When you reproduce the listing below, keep every entry exactly as written.

[RECORDS TO USE Boundary: Start]

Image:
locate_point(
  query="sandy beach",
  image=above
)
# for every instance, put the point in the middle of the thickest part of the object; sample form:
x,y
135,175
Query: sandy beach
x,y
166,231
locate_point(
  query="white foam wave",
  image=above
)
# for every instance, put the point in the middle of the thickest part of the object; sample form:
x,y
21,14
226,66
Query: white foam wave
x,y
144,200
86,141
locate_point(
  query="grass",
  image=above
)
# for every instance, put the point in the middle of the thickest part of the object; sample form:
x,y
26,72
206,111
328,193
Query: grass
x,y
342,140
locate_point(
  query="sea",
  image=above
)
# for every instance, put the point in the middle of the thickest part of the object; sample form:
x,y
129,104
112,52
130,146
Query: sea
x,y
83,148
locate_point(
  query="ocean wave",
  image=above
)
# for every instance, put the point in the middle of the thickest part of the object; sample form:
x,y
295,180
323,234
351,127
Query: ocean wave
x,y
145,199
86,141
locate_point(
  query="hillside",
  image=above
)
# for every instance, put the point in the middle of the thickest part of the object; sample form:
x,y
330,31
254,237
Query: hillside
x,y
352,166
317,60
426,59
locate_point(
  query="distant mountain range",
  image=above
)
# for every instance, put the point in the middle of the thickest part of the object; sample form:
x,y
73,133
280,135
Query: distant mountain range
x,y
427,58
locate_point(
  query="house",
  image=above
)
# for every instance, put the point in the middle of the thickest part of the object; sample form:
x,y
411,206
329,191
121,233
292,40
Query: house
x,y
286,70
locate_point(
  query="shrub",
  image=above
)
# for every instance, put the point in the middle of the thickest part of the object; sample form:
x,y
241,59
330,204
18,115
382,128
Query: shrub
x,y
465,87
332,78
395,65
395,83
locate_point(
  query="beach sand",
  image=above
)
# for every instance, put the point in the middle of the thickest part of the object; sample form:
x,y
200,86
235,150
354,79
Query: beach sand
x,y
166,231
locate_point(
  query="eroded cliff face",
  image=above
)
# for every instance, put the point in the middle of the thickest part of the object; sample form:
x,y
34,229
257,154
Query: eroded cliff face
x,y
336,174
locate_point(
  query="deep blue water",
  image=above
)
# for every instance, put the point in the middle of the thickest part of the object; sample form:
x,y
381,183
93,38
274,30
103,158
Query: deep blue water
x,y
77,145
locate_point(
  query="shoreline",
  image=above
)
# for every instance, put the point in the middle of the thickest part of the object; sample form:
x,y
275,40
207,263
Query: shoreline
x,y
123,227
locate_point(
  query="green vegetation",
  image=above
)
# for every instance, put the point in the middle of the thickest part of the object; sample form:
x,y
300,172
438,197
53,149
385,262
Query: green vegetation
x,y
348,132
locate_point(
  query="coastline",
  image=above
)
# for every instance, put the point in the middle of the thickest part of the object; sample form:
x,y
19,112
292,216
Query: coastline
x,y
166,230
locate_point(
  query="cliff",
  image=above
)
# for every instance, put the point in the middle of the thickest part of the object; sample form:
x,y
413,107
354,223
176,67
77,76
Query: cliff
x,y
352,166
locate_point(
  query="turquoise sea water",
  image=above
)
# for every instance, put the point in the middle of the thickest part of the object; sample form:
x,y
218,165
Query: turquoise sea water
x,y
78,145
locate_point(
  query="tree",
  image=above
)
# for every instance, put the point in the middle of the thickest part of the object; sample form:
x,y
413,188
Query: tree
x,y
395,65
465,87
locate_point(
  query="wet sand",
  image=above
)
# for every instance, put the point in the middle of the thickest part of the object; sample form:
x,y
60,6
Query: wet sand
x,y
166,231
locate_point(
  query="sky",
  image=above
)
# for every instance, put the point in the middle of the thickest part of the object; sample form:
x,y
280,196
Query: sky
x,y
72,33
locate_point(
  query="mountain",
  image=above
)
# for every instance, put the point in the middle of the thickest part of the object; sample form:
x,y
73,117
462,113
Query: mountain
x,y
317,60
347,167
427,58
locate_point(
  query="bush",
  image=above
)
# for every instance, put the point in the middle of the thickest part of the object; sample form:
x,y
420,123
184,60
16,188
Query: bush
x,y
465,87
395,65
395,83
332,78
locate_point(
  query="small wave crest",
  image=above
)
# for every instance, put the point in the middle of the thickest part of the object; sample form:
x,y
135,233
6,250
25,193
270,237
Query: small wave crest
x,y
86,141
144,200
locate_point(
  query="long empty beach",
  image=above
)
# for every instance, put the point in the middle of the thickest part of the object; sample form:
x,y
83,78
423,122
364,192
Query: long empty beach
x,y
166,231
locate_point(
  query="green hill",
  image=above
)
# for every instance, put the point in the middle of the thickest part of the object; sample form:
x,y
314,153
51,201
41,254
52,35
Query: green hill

[RECORDS TO USE Boundary: End]

- _RESULT OF THE EXERCISE_:
Image:
locate_point(
  query="sandy beach",
  image=above
)
# for every instance, put the point in the middle of the thickest part of the object; sample form:
x,y
135,175
Query: sandy beach
x,y
166,231
locate_point(
  query="white foam wave",
  image=above
)
# for every instance, put the point in the middle of the thickest part of the object; sample form:
x,y
21,14
226,66
Query: white foam wave
x,y
144,200
86,141
locate_point(
  query="grass",
  image=above
)
# for every instance, put the point in the middle of the thickest part of the object; sample form:
x,y
26,72
206,111
328,193
Query: grass
x,y
342,140
locate_point(
  query="sea",
  image=above
)
# for every instance, put the point in the middle of the thickest part of the object; sample form:
x,y
129,104
112,52
130,146
Query: sea
x,y
83,148
locate_point(
  query="ocean wave",
  image=above
)
# for every instance, put the point in the middle of the thickest part of the object; sample form:
x,y
295,180
323,234
351,127
Query: ocean wave
x,y
145,199
86,141
locate_point(
  query="hillside",
  image=above
)
# for every instance, put the point in the middle of the thickest part of the object; sample form:
x,y
330,31
254,237
Query: hillside
x,y
352,166
317,60
426,59
locate_point(
  query="distant mountain range",
  image=above
)
# for every instance, put the point in the middle of the thickest part of the object; sample form:
x,y
73,133
280,135
Query: distant mountain range
x,y
427,58
locate_point(
  query="house",
  image=above
)
# for every instance, put the point in the middle of the thickest part of the object; sample form:
x,y
411,206
329,191
121,233
292,40
Query: house
x,y
286,70
locate_point(
  query="shrub",
  image=above
)
# for every instance, put the point in the middle of the thickest part of the object; sample form:
x,y
241,59
330,204
18,115
382,128
Query: shrub
x,y
465,87
332,78
395,65
395,83
locate_point(
  query="beach sand",
  image=above
)
# for every instance, put the point in the middle of the thickest part of the object; sample form:
x,y
200,86
235,150
354,79
Query: beach sand
x,y
166,231
locate_point(
  query="eroded cliff face",
  image=above
)
# for every instance, put the point in the middle of the thickest part of the object; sample form:
x,y
34,229
257,154
Query: eroded cliff face
x,y
336,174
locate_point(
  query="deep blue water",
  image=above
)
# for every instance, put the point in the middle of the thickest part of the object; sample form:
x,y
381,183
93,38
274,30
103,158
Query: deep blue water
x,y
77,145
locate_point(
  query="shoreline",
  image=above
)
# for every instance, put the point in the middle of the thickest part of the object; sample form:
x,y
275,40
207,263
Query: shoreline
x,y
123,227
locate_point(
  query="green vegetation",
  image=above
)
# for every instance, put the point in the middle of the thickest part of the object; sample form:
x,y
300,172
438,197
53,149
385,262
Query: green vegetation
x,y
348,132
locate_point(
  query="coastline",
  image=above
)
# for every instance, put the point in the middle of the thickest part of the object; sample form:
x,y
19,112
292,216
Query: coastline
x,y
166,230
locate_point(
  query="cliff",
  image=above
)
# for every instance, put the point in the middle of the thickest part of the object; sample form:
x,y
413,107
354,223
176,67
77,76
Query: cliff
x,y
352,166
locate_point(
  query="turquoise sea water",
  image=above
)
# for every instance, put the point in the middle of the thickest part of the object; sample form:
x,y
218,165
Query: turquoise sea water
x,y
78,145
locate_point(
  query="tree",
  image=above
)
# for every instance, put the point in the middle of the thickest part of the object; sample form:
x,y
413,188
Query: tree
x,y
395,65
465,87
locate_point(
  query="wet sand",
  image=above
)
# for every instance, put the point in the middle of the thickest part of the object; sample form:
x,y
60,6
Query: wet sand
x,y
166,231
locate_point(
  query="sky",
  image=above
)
# for every instance, put the point in the middle of the thickest part of the object; sample form:
x,y
280,196
Query: sky
x,y
72,33
locate_point(
  query="mountain",
  image=above
)
# for every instance, put the point in the middle of the thickest part of the object; sample form:
x,y
73,117
462,113
Query: mountain
x,y
317,60
347,167
427,58
locate_point(
  query="bush",
  image=above
)
# for every instance, put the point in the middle of the thickest part of the object; sample form:
x,y
420,123
184,60
16,188
Query: bush
x,y
465,87
395,65
395,83
332,78
locate_point(
  query="small wave crest",
  image=above
)
# for every instance, put the point in the middle of the thickest part of the object; sample form:
x,y
135,233
6,250
25,193
270,237
Query: small wave crest
x,y
86,141
144,200
locate_point(
  query="long empty beach",
  image=above
)
# for every instance, put the point in the middle of the thickest part of the object; sample form:
x,y
83,78
423,122
364,192
Query: long empty beach
x,y
166,231
locate_point(
  query="green hill",
  image=above
)
# for every instance, put the point in the middle of the thickest part of the object; sample form:
x,y
314,153
51,201
41,254
52,35
Query: green hill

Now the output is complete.